** Start of Dataset content **

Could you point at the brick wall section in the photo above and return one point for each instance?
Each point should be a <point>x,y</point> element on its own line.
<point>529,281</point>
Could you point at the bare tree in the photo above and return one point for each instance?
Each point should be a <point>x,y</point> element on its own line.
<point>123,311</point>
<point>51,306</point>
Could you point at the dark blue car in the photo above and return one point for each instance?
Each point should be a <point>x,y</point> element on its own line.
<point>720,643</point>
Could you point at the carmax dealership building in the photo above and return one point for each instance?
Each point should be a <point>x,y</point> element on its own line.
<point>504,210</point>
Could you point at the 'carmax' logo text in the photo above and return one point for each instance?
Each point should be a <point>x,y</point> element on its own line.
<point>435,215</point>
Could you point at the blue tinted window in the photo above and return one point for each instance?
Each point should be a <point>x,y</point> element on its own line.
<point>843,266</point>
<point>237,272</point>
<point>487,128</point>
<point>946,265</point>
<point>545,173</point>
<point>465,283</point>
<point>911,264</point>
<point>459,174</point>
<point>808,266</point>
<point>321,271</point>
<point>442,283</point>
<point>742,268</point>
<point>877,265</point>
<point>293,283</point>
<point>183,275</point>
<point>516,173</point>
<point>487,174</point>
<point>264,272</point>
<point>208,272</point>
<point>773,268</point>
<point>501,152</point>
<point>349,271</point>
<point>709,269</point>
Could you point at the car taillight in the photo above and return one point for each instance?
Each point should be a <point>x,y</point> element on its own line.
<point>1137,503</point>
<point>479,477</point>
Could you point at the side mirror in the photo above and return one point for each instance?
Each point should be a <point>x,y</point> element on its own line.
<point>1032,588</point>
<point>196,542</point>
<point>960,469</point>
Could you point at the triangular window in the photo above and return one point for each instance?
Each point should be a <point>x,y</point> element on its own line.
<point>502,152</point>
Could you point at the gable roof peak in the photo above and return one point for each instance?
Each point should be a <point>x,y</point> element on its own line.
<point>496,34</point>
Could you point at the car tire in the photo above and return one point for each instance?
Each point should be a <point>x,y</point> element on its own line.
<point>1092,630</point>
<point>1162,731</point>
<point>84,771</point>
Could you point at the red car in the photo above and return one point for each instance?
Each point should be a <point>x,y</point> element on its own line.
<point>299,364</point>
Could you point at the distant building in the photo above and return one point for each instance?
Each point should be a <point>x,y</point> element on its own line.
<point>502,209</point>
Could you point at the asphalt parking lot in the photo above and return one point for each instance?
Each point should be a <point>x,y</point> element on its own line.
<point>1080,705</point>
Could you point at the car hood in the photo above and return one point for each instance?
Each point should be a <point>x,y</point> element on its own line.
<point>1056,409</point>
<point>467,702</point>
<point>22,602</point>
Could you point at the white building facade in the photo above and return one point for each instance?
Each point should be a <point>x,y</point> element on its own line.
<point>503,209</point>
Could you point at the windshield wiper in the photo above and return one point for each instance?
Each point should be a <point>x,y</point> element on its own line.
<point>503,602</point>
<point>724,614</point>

** End of Dataset content **

#### What the task requires
Format the records above as a numbered list, with blank lines left out.

#### Exercise answer
1. Could you point at the brick wall section in the photo above and return one point for each instance?
2. Each point should be a <point>x,y</point> element on its own line.
3. <point>529,281</point>
4. Could you point at the bare tree in the photo above and return one point for each instance?
5. Each point should be a <point>x,y</point> element on its own line.
6. <point>123,311</point>
7. <point>51,306</point>
8. Could you point at the dark blue car in the photo above and return one point for each instance?
9. Each point should be a <point>x,y</point> element on its own line.
10. <point>720,643</point>
11. Could you point at the carmax dealership building in the photo above and return one point for each instance?
12. Each point should be a <point>x,y</point> element on its own line.
13. <point>504,210</point>
14. Could you point at the 'carmax' logo text in the photo above and return one point for each instance?
15. Each point should be a <point>x,y</point> element on its own line.
16. <point>435,215</point>
17. Could you point at the blue tinted window in the photo above and return one point for each instance?
18. Each point should be a <point>x,y</point> element on its own line.
19. <point>843,266</point>
20. <point>237,272</point>
21. <point>487,128</point>
22. <point>946,265</point>
23. <point>545,173</point>
24. <point>465,283</point>
25. <point>911,264</point>
26. <point>459,174</point>
27. <point>808,266</point>
28. <point>321,271</point>
29. <point>442,283</point>
30. <point>742,268</point>
31. <point>877,265</point>
32. <point>293,283</point>
33. <point>183,275</point>
34. <point>516,173</point>
35. <point>487,174</point>
36. <point>264,272</point>
37. <point>208,272</point>
38. <point>773,268</point>
39. <point>501,152</point>
40. <point>349,271</point>
41. <point>709,269</point>
42. Could you point at the car taillight in the photo above and return one point for each instance?
43. Each point should be a <point>x,y</point> element on its own line.
44. <point>1137,503</point>
45. <point>479,477</point>
46. Could you point at the side mirror in the photo above and return one point for each instance?
47. Each point should be a <point>x,y</point> element on its own line.
48. <point>1032,588</point>
49. <point>196,542</point>
50. <point>960,469</point>
51. Could you point at the triangular window in the photo above and return one point for each instance?
52. Each point should be a <point>x,y</point> element on its own line.
53. <point>502,152</point>
54. Could you point at the gable roof peak in the photo above and return one point for each instance?
55. Each point should be a <point>x,y</point> element on its own line.
56. <point>496,34</point>
57. Could you point at the car tire in the photo above and return one point for each instance?
58. Each point should be a <point>x,y</point> element on its own line.
59. <point>1092,630</point>
60. <point>1162,731</point>
61. <point>84,771</point>
62. Could you point at the red car in the photo above and return one point for each instance?
63. Each point should be a <point>x,y</point> element on its own line.
64. <point>299,364</point>
65. Could you point at the distant building in the photo above and return one point for each instance?
66. Each point should be a <point>x,y</point> element on its own line.
67. <point>502,209</point>
68. Could you point at the asphalt parking lot in the photo above and return one point for each instance?
69. Each point should be a <point>x,y</point> element on its own line.
70. <point>1080,705</point>
71. Could you point at the car hood in the photo above and return one point for each instance?
72. Each point should be a <point>x,y</point> element on its own line.
73. <point>1056,409</point>
74. <point>467,702</point>
75. <point>22,602</point>
76. Could you point at the white building facade in the photo above and return one point for each instance?
77. Each point should be a <point>x,y</point> element on its own line.
78. <point>503,209</point>
79. Could you point at the windshield wiper in the photo above and return one point for each instance?
80. Each point should be a <point>x,y</point> element on its own line.
81. <point>503,602</point>
82. <point>724,614</point>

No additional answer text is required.